[Stored items from a collection]
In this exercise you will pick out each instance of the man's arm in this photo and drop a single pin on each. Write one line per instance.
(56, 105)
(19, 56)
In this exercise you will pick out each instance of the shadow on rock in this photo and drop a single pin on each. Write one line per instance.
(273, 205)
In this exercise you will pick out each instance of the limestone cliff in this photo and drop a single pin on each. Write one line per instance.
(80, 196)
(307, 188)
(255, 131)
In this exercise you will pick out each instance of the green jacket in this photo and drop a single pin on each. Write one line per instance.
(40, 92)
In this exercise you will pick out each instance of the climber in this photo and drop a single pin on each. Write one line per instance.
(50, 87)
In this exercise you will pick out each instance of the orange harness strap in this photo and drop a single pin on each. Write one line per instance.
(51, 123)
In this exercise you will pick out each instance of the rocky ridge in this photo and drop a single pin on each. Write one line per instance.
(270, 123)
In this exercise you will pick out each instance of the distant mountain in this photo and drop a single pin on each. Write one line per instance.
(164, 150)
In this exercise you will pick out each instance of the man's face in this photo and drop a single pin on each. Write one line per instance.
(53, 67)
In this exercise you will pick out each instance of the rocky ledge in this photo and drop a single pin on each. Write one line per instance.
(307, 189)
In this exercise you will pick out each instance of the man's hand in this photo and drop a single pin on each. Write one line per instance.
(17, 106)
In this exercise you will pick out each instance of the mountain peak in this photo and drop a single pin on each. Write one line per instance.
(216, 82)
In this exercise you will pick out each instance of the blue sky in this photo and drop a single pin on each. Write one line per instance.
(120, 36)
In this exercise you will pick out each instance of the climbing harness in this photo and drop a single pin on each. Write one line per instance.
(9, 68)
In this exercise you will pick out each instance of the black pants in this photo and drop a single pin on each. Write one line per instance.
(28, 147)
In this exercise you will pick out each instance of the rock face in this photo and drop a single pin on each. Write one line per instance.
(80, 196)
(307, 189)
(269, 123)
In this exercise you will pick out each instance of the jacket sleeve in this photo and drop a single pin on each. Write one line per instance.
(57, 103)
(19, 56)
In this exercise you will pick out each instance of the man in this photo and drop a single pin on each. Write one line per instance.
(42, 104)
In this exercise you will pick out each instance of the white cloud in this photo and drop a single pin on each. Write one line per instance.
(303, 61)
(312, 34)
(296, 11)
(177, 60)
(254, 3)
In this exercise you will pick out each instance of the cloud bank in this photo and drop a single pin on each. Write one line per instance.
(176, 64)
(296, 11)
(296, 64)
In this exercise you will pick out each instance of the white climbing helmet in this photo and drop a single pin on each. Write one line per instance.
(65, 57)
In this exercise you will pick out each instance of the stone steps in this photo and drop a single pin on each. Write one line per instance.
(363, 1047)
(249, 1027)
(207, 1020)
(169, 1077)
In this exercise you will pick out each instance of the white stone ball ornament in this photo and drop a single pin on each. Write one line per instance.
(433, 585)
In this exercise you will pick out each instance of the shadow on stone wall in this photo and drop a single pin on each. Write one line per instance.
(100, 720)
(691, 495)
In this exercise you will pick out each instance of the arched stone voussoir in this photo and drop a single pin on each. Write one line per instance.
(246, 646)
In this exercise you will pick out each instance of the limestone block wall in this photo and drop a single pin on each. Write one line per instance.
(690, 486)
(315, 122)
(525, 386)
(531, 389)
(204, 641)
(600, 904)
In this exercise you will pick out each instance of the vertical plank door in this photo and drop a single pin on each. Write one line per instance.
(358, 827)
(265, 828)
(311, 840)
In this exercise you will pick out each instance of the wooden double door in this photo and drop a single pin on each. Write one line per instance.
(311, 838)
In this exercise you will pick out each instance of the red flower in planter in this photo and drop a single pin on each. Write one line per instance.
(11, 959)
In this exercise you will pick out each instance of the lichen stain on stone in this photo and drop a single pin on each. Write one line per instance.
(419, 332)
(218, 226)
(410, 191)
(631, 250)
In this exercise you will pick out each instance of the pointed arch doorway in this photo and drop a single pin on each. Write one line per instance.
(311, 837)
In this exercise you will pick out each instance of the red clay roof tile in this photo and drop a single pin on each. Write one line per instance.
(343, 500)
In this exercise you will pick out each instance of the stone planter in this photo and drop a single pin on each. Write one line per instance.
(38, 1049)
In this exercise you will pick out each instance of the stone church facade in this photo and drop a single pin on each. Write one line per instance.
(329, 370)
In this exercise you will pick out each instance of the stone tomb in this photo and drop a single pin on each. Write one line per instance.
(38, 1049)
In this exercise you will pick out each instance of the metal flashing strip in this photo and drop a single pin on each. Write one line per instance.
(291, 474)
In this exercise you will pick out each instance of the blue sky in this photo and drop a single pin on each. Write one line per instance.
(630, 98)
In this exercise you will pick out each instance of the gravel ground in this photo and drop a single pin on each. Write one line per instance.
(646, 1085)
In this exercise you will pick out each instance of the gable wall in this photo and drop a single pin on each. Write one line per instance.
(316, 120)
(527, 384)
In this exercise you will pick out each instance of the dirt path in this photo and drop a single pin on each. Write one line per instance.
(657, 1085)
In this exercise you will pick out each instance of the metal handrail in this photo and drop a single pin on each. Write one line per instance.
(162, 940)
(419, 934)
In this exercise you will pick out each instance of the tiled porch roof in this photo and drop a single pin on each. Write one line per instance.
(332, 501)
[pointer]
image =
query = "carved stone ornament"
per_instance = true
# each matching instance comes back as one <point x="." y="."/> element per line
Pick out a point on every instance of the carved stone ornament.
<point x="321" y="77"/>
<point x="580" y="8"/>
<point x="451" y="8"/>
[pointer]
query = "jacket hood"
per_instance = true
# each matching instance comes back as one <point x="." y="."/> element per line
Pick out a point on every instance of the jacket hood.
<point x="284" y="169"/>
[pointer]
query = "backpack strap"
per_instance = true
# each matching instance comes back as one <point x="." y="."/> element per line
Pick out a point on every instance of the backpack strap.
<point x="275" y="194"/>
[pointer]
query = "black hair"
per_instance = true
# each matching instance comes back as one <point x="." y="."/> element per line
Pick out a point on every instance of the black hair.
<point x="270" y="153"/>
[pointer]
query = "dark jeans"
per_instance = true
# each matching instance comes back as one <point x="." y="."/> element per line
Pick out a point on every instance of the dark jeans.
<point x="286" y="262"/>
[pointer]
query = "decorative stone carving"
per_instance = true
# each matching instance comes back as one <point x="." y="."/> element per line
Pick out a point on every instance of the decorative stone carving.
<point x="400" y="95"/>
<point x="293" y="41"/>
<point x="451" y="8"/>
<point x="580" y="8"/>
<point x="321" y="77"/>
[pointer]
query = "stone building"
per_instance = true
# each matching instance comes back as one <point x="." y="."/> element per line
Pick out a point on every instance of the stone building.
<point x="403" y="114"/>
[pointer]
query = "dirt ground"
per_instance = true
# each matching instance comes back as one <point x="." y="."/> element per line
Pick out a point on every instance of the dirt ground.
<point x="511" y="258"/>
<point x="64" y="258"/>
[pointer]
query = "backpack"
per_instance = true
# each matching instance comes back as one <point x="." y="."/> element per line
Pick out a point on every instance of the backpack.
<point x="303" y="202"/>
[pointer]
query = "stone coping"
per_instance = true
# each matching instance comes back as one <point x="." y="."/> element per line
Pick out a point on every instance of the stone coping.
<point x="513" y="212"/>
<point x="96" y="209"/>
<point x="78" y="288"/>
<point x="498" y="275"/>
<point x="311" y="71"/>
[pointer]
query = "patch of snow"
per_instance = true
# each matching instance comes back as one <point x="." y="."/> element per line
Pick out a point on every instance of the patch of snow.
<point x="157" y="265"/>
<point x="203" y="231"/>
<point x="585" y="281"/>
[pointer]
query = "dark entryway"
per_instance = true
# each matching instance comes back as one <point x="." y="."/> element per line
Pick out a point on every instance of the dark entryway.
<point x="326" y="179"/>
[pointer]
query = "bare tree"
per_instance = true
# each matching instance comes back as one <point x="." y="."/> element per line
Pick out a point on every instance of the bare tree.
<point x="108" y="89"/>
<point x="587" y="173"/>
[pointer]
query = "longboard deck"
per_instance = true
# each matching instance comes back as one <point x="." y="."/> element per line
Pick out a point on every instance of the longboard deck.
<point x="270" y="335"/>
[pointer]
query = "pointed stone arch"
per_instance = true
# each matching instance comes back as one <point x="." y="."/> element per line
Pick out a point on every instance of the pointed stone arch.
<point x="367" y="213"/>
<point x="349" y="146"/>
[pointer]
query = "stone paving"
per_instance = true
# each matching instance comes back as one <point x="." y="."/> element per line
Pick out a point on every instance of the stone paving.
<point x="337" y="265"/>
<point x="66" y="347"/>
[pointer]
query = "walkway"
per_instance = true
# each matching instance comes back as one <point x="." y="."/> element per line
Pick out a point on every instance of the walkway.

Exercise:
The lines of the records that contain the string "walkway" should be located and copied.

Finished task:
query = "walkway"
Pick out a point on every instance of the walkway.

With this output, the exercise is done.